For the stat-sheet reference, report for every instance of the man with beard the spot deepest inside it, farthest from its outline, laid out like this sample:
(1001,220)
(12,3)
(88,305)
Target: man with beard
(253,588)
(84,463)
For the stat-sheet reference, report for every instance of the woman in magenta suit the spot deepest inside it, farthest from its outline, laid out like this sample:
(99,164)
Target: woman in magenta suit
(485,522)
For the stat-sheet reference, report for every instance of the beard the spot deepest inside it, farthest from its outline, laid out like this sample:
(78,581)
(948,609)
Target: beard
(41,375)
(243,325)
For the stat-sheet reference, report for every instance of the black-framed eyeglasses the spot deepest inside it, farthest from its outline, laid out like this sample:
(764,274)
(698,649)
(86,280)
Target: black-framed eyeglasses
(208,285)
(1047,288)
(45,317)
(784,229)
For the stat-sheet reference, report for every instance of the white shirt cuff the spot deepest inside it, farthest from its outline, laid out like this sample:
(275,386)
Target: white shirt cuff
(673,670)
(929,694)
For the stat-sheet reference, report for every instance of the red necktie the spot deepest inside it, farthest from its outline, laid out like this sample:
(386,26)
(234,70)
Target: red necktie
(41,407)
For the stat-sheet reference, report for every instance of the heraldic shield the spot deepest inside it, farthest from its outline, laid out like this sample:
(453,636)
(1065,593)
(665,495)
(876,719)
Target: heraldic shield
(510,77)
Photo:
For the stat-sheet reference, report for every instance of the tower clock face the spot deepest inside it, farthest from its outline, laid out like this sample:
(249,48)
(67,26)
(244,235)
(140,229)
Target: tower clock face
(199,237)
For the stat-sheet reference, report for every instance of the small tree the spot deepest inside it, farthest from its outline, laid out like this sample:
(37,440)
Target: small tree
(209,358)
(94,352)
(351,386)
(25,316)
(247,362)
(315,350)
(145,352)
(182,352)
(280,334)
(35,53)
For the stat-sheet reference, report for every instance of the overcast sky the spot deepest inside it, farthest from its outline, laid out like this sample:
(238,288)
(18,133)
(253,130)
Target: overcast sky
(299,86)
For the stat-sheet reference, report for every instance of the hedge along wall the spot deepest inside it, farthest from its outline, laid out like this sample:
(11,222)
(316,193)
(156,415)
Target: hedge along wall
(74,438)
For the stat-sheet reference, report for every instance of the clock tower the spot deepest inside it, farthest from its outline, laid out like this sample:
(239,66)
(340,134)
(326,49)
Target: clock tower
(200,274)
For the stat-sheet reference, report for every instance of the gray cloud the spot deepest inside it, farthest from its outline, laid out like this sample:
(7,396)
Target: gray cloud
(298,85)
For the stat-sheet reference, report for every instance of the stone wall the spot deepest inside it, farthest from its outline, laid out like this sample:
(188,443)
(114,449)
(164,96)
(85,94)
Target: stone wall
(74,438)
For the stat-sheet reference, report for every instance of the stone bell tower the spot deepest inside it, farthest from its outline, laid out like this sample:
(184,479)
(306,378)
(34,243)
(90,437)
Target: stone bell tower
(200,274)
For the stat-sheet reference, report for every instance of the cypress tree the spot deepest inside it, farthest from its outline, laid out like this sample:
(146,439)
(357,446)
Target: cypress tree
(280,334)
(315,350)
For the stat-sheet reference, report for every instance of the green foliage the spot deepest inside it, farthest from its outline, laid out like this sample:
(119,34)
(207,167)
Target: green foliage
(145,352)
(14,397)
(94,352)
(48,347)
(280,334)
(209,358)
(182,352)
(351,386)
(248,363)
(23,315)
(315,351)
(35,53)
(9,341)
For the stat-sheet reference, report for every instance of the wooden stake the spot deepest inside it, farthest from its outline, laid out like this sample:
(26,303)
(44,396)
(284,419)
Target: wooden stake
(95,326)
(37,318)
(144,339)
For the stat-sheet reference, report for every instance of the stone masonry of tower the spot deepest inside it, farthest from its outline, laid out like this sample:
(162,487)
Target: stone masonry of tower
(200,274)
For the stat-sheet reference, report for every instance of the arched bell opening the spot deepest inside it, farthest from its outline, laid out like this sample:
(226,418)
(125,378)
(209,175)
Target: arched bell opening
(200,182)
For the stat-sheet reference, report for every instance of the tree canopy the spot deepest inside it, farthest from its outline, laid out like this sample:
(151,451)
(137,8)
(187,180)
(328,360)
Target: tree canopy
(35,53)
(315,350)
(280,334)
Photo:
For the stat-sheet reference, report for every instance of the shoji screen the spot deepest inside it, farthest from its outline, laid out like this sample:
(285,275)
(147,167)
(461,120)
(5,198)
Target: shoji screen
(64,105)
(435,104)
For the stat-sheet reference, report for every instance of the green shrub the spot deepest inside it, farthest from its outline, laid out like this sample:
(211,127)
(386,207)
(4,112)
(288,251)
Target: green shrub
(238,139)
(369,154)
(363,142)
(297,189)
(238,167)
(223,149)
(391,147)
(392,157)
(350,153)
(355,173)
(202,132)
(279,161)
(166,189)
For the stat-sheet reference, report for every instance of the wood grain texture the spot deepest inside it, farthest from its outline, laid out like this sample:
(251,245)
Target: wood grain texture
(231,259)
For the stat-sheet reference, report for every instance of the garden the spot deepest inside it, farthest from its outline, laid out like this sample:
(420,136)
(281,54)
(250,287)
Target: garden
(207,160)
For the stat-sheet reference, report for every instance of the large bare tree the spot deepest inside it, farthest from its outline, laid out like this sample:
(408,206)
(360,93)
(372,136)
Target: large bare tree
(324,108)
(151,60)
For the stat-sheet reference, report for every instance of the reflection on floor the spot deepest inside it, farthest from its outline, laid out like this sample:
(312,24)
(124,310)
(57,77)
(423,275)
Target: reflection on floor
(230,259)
= = =
▸ AIM OF THE EXERCISE
Everything in the listing must be returned word for word.

▸ RESPONSE TO THIS TASK
For the stat-sheet reference, report for every instance of the man with beard the spot deepest inside it, farthest from its outline, laid out like this sample:
(1001,220)
(12,3)
(88,305)
Target: man with beard
(253,588)
(84,463)
For the stat-sheet reference, report for every instance of the woman in magenta suit the spot deepest inside it, farthest from its outline, laid out like this sample:
(99,164)
Target: woman in magenta suit
(485,522)
For the stat-sheet reference, report for every instance of the beard the spot deepest inside it, farthest from its outline, laid out like this sample:
(78,581)
(948,609)
Target: beard
(41,375)
(243,325)
For the stat-sheet reference, report for every instance of the black-framed eyeglasses the spot deepest inside it, farthest from its outline, laid out like this sample:
(764,274)
(698,649)
(86,280)
Target: black-framed eyeglasses
(208,285)
(1047,288)
(45,317)
(784,229)
For the stat-sheet reference, report for every instance of the white shirt cuff the spot deepest inside it, farthest from its outline, laid out like this sample:
(275,386)
Target: white shirt cuff
(673,670)
(929,694)
For the stat-sheet reference, report for every instance of the red necktie the spot deepest inside it, farthest from its outline, laid out like this sample:
(386,26)
(234,70)
Target: red necktie
(41,407)
For the stat-sheet reference, report for every instance of the heraldic shield the spot deepest inside it, farthest from its outline, laid out like this sample:
(453,636)
(1065,593)
(665,495)
(876,719)
Target: heraldic shield
(510,77)
Photo:
For the stat-sheet reference, report for every instance of the tower clock face the spot deepest inside it, farthest from its outline, laid out like this sample:
(249,48)
(67,26)
(244,235)
(140,229)
Target: tower clock face
(199,237)
For the stat-sheet reference, report for every instance of the small tree the spot deepest inside it, farthest from its outline, laid out like this sample:
(37,440)
Target: small tree
(209,358)
(94,352)
(351,386)
(25,316)
(247,362)
(315,350)
(145,352)
(182,352)
(280,334)
(35,53)
For the stat-sheet reference, report for every instance of the overcast sky the spot deepest inside it, farthest from its outline, laid out like this sample:
(238,288)
(18,133)
(253,130)
Target: overcast sky
(299,86)
For the stat-sheet reference, report for every instance of the hedge along wall the spot deepest inside it, farthest from its outline, laid out like this sample:
(11,222)
(316,193)
(156,415)
Target: hedge along wall
(74,438)
For the stat-sheet reference, report for every instance of the clock tower the spot deepest inside it, farthest from its outline, laid out like this sample:
(239,66)
(340,134)
(326,49)
Target: clock tower
(200,274)
For the stat-sheet reference, report for every instance of the gray cloud the spot deepest inside it, farthest from its outline, laid out like this sample:
(7,396)
Target: gray cloud
(298,85)
For the stat-sheet reference, report for every instance of the stone wall the spot deepest inside it, farthest from its outline, laid out like this sample:
(188,443)
(114,449)
(164,96)
(85,94)
Target: stone wall
(74,438)
For the stat-sheet reference, report for every instance of the stone bell tower the spot deepest inside it, farthest from its outline, laid out like this sample:
(184,479)
(306,378)
(34,243)
(90,437)
Target: stone bell tower
(200,274)
For the stat-sheet reference, report for every instance of the cypress tree the spot deepest inside it, farthest from its outline, laid out like this sample:
(146,439)
(357,446)
Target: cypress tree
(280,334)
(315,350)
For the stat-sheet reference, report for every instance of the green foliage the spot deepest inside it, farthest from its outline, laid out like this sample:
(119,34)
(207,167)
Target: green foliage
(145,352)
(14,397)
(94,352)
(48,347)
(280,334)
(209,358)
(182,352)
(351,386)
(248,363)
(23,315)
(315,351)
(35,53)
(9,341)
For the stat-sheet reference, report for every instance of the wooden stake the spot deepest inside it, farthest from its outline, laid out like this sample:
(26,303)
(44,396)
(284,419)
Target: wooden stake
(95,326)
(37,318)
(144,339)
For the stat-sheet reference, report for every instance of the stone masonry of tower the spot deepest inside it, farthest from its outline, laid out like this sample:
(162,487)
Target: stone masonry of tower
(200,274)
For the stat-sheet reference, report for every instance of the arched bell opening the spot deepest inside it, farthest from its outline, laid out like this sample:
(226,418)
(125,378)
(209,175)
Target: arched bell opening
(200,182)
For the stat-sheet reference, report for every instance of the tree canopy the spot deepest inside it, farthest from its outline, laid out like this sample:
(151,451)
(137,8)
(187,180)
(328,360)
Target: tree canopy
(35,53)
(315,350)
(280,334)
Photo:
For the stat-sheet reference, report for every instance of the shoji screen the spot deepest inside it, farthest from its outline, laid out like this sample:
(285,275)
(147,167)
(461,120)
(5,198)
Target: shoji screen
(64,105)
(435,104)
For the stat-sheet reference, report for every instance of the green shrub the spot deepest inside it, farthest from its outline, laid out like this sample:
(211,127)
(386,207)
(4,112)
(288,251)
Target: green shrub
(238,139)
(369,154)
(363,142)
(297,189)
(238,167)
(223,149)
(391,147)
(392,157)
(350,153)
(355,173)
(202,132)
(279,161)
(166,189)
For the stat-sheet reference, report for every instance of the wood grain texture the spot deepest inside it, farthest from its outline, laid out like this sample:
(251,245)
Target: wood grain texture
(231,259)
For the stat-sheet reference, report for every instance of the garden the spot deepest inside it, farthest from its outline, laid out like this sample:
(420,136)
(281,54)
(250,287)
Target: garden
(207,160)
For the stat-sheet reference, report for every instance of the large bare tree the spot deepest inside it, farthest from its outline, laid out like this sample:
(408,206)
(360,93)
(372,136)
Target: large bare tree
(324,108)
(151,60)
For the stat-sheet reference, report for every instance of the reflection on floor the spot deepest inside it, farthest from its outline, laid out like this sample:
(312,24)
(124,310)
(57,77)
(423,275)
Target: reflection on floor
(230,259)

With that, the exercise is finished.